■ **Required work**
Would you transcribe the line that holds "Query: green leaves", plus every line beneath it through the end of the data, exactly and with nothing added?
'''
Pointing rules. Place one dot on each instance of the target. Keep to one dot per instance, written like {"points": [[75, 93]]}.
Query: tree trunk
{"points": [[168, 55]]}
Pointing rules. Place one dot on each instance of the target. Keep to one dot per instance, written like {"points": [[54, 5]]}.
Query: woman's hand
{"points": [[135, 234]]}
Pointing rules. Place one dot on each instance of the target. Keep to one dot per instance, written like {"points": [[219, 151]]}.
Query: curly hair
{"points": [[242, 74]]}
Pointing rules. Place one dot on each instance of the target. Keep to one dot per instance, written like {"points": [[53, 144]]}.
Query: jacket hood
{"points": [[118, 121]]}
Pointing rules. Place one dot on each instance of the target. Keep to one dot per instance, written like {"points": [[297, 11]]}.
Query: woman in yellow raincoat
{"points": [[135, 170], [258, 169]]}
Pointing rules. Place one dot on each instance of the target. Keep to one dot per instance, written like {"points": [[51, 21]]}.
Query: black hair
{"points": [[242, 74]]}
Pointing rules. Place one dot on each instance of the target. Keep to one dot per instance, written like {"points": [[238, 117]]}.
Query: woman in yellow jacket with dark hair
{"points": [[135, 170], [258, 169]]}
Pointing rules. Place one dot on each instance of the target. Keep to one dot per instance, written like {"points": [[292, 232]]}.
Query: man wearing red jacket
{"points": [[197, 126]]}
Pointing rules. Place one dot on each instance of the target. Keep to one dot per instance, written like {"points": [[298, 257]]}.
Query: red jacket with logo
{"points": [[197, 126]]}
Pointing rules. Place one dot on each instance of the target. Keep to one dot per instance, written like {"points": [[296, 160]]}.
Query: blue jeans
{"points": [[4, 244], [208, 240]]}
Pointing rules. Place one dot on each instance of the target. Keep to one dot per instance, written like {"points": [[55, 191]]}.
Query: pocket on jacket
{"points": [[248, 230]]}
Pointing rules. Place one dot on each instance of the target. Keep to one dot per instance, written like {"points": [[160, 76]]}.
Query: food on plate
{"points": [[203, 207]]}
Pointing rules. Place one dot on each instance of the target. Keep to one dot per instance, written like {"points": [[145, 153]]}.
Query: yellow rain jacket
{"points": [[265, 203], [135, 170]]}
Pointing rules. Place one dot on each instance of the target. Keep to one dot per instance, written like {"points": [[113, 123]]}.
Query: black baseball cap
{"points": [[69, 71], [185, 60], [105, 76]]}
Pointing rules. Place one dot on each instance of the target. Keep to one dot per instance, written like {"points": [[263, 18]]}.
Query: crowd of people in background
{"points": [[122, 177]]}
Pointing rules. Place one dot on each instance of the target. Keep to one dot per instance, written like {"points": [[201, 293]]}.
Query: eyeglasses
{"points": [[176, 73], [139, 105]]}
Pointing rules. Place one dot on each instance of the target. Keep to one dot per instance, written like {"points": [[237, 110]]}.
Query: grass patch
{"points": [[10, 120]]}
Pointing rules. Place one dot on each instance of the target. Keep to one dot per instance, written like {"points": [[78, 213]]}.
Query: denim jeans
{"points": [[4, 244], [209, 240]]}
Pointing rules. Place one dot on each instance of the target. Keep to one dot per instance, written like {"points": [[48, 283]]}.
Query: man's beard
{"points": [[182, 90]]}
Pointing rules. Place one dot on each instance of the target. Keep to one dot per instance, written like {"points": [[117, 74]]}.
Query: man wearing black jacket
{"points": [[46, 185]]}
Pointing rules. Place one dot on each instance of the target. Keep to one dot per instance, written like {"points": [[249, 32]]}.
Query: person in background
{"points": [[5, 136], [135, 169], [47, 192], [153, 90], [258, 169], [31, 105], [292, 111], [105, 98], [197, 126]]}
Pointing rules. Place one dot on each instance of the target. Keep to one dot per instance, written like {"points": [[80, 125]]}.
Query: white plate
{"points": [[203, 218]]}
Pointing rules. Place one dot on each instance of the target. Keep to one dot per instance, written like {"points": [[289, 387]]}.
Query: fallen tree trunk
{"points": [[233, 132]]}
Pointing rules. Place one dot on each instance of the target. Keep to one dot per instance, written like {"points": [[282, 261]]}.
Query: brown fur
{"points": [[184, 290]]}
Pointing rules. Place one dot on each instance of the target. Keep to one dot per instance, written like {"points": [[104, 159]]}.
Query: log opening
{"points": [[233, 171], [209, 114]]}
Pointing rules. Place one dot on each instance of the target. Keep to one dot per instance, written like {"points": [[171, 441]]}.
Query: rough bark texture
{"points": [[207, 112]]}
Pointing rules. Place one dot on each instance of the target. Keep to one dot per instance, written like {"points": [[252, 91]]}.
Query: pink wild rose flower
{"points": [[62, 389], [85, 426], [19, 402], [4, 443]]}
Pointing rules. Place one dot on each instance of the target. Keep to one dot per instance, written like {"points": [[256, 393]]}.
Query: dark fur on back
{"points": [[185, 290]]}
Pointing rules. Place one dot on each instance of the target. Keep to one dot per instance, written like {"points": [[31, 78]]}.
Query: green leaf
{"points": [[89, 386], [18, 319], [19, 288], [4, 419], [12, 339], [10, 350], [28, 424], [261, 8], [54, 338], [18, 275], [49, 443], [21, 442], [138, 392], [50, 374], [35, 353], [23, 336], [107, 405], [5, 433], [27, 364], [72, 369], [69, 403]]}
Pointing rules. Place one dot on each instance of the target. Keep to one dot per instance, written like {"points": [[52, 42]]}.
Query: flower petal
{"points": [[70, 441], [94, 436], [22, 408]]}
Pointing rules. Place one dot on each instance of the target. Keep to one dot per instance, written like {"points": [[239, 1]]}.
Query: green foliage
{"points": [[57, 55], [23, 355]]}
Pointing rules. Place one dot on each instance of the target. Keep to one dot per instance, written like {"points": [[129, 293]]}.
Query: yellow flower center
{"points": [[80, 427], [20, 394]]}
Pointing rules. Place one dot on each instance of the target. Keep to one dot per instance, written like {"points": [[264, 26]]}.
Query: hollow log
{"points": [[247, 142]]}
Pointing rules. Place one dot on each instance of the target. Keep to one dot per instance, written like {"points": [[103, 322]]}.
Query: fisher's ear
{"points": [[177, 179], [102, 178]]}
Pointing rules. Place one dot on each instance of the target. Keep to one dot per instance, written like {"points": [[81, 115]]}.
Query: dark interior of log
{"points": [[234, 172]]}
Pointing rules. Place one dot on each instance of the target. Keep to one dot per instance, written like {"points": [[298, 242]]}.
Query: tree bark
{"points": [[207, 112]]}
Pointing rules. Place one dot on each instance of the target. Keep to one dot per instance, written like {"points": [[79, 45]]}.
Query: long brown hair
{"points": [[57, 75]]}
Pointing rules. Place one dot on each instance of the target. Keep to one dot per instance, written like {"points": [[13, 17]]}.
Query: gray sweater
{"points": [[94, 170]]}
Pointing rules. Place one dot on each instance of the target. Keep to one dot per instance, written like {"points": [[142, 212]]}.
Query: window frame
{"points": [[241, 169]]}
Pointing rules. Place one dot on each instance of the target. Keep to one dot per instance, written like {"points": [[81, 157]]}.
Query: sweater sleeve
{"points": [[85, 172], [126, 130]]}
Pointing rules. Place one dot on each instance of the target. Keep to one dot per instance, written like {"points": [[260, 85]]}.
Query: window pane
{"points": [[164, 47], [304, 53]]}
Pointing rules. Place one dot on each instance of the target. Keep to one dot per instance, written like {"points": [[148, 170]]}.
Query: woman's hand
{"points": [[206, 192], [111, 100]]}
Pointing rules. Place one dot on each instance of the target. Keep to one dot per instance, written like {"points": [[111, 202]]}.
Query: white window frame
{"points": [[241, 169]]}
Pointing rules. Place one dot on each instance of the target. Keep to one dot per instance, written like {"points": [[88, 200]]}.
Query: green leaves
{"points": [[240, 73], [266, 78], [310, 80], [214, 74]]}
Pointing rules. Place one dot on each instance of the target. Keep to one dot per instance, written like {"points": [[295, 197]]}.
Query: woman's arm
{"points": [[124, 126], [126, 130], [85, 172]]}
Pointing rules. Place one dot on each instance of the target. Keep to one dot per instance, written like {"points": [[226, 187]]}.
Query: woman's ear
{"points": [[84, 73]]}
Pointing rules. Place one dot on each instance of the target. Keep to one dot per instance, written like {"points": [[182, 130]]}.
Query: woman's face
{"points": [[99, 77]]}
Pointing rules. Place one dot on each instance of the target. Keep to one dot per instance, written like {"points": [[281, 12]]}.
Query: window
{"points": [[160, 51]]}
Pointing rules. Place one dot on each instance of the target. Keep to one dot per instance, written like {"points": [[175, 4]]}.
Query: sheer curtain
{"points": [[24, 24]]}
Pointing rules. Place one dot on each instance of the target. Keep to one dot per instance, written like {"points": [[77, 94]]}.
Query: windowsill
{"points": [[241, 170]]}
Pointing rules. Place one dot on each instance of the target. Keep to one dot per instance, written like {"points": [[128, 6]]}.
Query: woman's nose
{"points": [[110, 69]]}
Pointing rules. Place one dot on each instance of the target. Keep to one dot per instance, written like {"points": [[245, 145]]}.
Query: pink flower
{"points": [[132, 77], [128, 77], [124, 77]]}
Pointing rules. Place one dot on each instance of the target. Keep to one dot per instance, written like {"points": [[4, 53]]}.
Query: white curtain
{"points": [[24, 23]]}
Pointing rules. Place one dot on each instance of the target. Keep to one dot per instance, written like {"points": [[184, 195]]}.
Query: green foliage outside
'''
■ **Answer to this exercise**
Query: green leaves
{"points": [[240, 73], [266, 78], [310, 80], [214, 74]]}
Pointing rules. Place one dot on each instance of the target. Keep to one dot per instance, written like {"points": [[295, 197]]}.
Query: woman's arm
{"points": [[124, 126], [126, 130], [85, 172]]}
Pointing rules. Place one dot on each instance of the target. Keep to one dot per instance, written like {"points": [[226, 187]]}.
Query: woman's ear
{"points": [[84, 73]]}
Pointing rules. Place one dot on each instance of the target. Keep to one dot per instance, written like {"points": [[182, 130]]}.
Query: woman's face
{"points": [[99, 77]]}
Pointing rules. Place one dot on each instance of the target. Keep to one dot per instance, written like {"points": [[281, 12]]}.
Query: window
{"points": [[160, 51]]}
Pointing rules. Place one dot on each instance of the target. Keep to one dot per instance, written like {"points": [[175, 4]]}.
Query: sheer curtain
{"points": [[24, 24]]}
Pointing rules. Place one dot on each instance of the target. Keep to one dot per instance, written like {"points": [[77, 94]]}.
Query: windowsill
{"points": [[241, 170]]}
Pointing rules. Place one dot on each instance of the target. Keep to one dot per instance, written like {"points": [[128, 6]]}.
Query: woman's nose
{"points": [[110, 69]]}
Pointing rules. Place one dot on each instance of the target. Keep to one dot per instance, written like {"points": [[245, 145]]}.
Query: pink flower
{"points": [[132, 77], [128, 77], [124, 77]]}
Pointing rules. Place one dot on each instance of the target. Keep to one dot per instance, written like {"points": [[4, 53]]}.
Query: white curtain
{"points": [[24, 23]]}
Pointing rules. Place one dot on each instance of the target. Keep to one dot per instance, written like {"points": [[184, 195]]}.
Query: green foliage outside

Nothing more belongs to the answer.